### What is expected
Reproduce, word for word, the full commentary on India's retail inflation and the push for interest rate cuts shown below.
--- Text for analysis Enclosed Below ---
The message is loud and clear to Mint Street: Cut interest rates.

But here’s the bad news. Retail inflation (for December) hasn’t really fallen.

Prices of those essentials that India’s policymakers think an increasing number of middle-classes have begun to love — those articles whose increasing consumption signify upward mobility — have not yet fallen. Consider milk at 8.24 per cent; eggs and fish 11.64 per cent; pulses 13.46 per cent, oil 16 per cent and (horror of horrors!) vegetables at 25.71 per cent!

But the doctors of spin are not worried. What this means is that more Indians are eating well! Inflation has become an upper middle-class affliction; no longer does it blight the life of the poor.

With such high rates of inflation (not headline, but one that pinches), will the central bank still want to reduce interest rates?

Will cheaper money not add to inflationary tendencies that may have just got a shot in the arm with FMCG manufacturers spiking prices in December? Come to think of it, who is asking for such medication?

Everyone loves cheap money

Middle-class consumers : Those affected by rising prices of vegetables would certainly want some stress-breakers.
--- End of Enclosed Text for analysis ---
--- Record set Enclosed Below ---
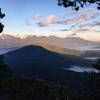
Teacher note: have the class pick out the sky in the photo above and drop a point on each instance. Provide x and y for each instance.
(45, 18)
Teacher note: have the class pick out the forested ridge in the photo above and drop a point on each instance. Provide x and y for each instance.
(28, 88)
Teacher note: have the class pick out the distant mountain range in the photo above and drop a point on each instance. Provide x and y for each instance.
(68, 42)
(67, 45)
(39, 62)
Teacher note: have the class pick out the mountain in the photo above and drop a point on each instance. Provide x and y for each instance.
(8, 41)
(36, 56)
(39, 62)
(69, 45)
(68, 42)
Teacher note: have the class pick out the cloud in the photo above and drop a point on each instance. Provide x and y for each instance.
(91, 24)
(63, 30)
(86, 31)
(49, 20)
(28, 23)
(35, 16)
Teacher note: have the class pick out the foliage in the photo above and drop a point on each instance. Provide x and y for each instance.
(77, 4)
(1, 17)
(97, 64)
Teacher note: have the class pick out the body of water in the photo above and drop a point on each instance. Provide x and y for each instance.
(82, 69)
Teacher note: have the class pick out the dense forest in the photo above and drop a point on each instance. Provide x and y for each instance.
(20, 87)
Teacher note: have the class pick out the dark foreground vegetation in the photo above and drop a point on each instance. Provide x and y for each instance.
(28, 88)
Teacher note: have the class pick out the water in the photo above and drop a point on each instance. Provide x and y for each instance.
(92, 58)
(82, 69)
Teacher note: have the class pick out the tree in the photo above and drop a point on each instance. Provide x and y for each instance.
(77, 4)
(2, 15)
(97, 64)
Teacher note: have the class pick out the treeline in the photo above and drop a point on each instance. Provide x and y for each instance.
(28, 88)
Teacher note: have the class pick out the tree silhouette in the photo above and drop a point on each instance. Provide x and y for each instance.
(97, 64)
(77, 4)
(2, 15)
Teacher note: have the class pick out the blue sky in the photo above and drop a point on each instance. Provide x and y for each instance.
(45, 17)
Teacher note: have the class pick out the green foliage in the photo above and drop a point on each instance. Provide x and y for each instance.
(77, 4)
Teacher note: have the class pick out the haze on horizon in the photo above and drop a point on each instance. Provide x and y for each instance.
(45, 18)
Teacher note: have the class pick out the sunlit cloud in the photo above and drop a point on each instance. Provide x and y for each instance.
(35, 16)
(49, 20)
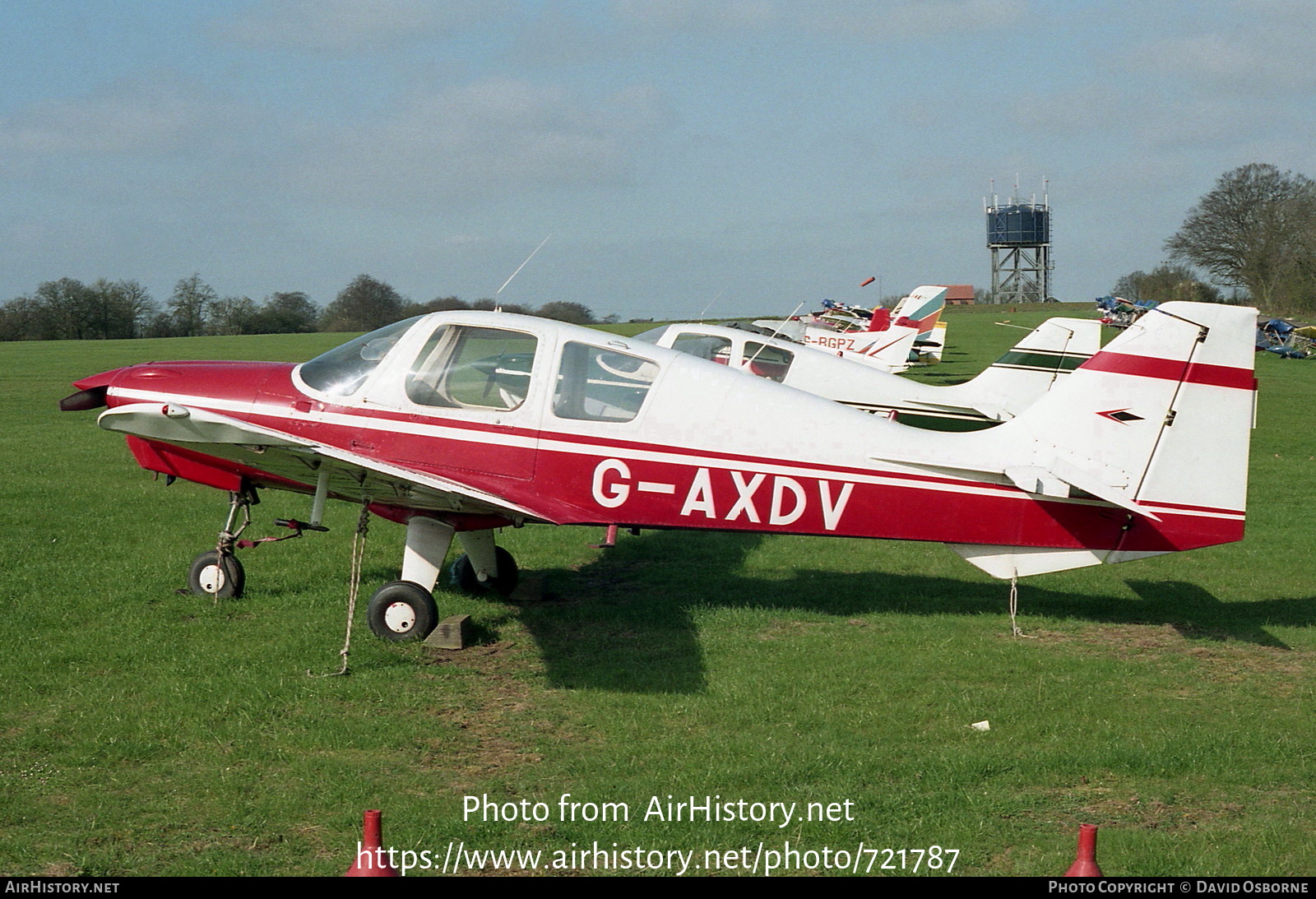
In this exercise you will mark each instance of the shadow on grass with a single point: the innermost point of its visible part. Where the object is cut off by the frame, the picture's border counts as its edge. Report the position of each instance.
--- End of Enclosed Record set ---
### Solution below
The message is loud and clear to Mint Street: Cut interest rates.

But here’s the bad news. Retail inflation (for December) hasn’t really fallen.

Prices of those essentials that India’s policymakers think an increasing number of middle-classes have begun to love — those articles whose increasing consumption signify upward mobility — have not yet fallen. Consider milk at 8.24 per cent; eggs and fish 11.64 per cent; pulses 13.46 per cent, oil 16 per cent and (horror of horrors!) vegetables at 25.71 per cent!

But the doctors of spin are not worried. What this means is that more Indians are eating well! Inflation has become an upper middle-class affliction; no longer does it blight the life of the poor.

With such high rates of inflation (not headline, but one that pinches), will the central bank still want to reduce interest rates?

Will cheaper money not add to inflationary tendencies that may have just got a shot in the arm with FMCG manufacturers spiking prices in December? Come to think of it, who is asking for such medication?

Everyone loves cheap money

Middle-class consumers : Those affected by rising prices of vegetables would certainly want some stress-breakers.